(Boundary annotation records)
***

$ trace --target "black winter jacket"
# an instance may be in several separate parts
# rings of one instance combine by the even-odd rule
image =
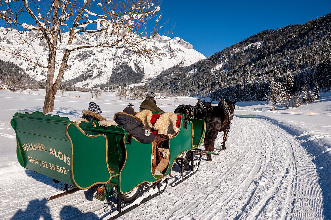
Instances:
[[[140,111],[145,109],[150,110],[152,112],[164,112],[156,105],[155,100],[149,97],[146,97],[140,104],[140,106],[139,107],[139,110]]]
[[[143,144],[149,144],[155,139],[154,135],[144,129],[142,123],[137,118],[123,112],[115,114],[115,121],[119,127],[124,129],[136,139]]]

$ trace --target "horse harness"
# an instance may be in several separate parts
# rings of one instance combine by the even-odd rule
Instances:
[[[193,109],[195,108],[197,109],[200,113],[202,113],[202,111],[205,109],[205,106],[204,105],[204,104],[201,102],[201,100],[200,99],[198,101],[198,103],[194,106],[192,106],[190,105],[188,105],[185,107],[185,110],[186,111],[186,118],[188,118],[190,119],[195,118],[194,112],[193,111]]]

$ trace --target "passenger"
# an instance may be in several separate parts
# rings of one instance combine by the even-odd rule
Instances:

***

**Given request:** Rewrite all of the records with "black winter jacket" replaced by "dark wool coat" and everything else unchanged. Leave the pictures out of your answer.

**Solution:**
$ trace --target "dark wool coat"
# an instance may be in several separate parts
# rings of one instance combine by the even-odd rule
image =
Instances:
[[[140,111],[145,109],[150,110],[152,112],[164,112],[156,105],[155,100],[149,97],[146,97],[140,104],[140,106],[139,107],[139,110]]]
[[[143,144],[149,144],[155,139],[154,135],[144,129],[142,123],[137,118],[123,112],[115,114],[115,121],[119,127],[124,129],[136,139]]]

$ trace --target "horse harness"
# an instance may be in several separate parts
# rings of one instance combine by the even-odd rule
Instances:
[[[193,109],[195,108],[197,109],[200,113],[202,113],[202,111],[205,109],[205,106],[204,105],[204,104],[201,102],[201,100],[200,99],[198,101],[198,103],[194,106],[192,106],[190,105],[188,105],[185,107],[185,110],[186,111],[186,118],[188,118],[190,119],[195,118],[194,112],[193,111]]]

$ trace --target "passenger"
# an instance may be in several separate parts
# rings of one instance combine by the even-odd rule
Instances:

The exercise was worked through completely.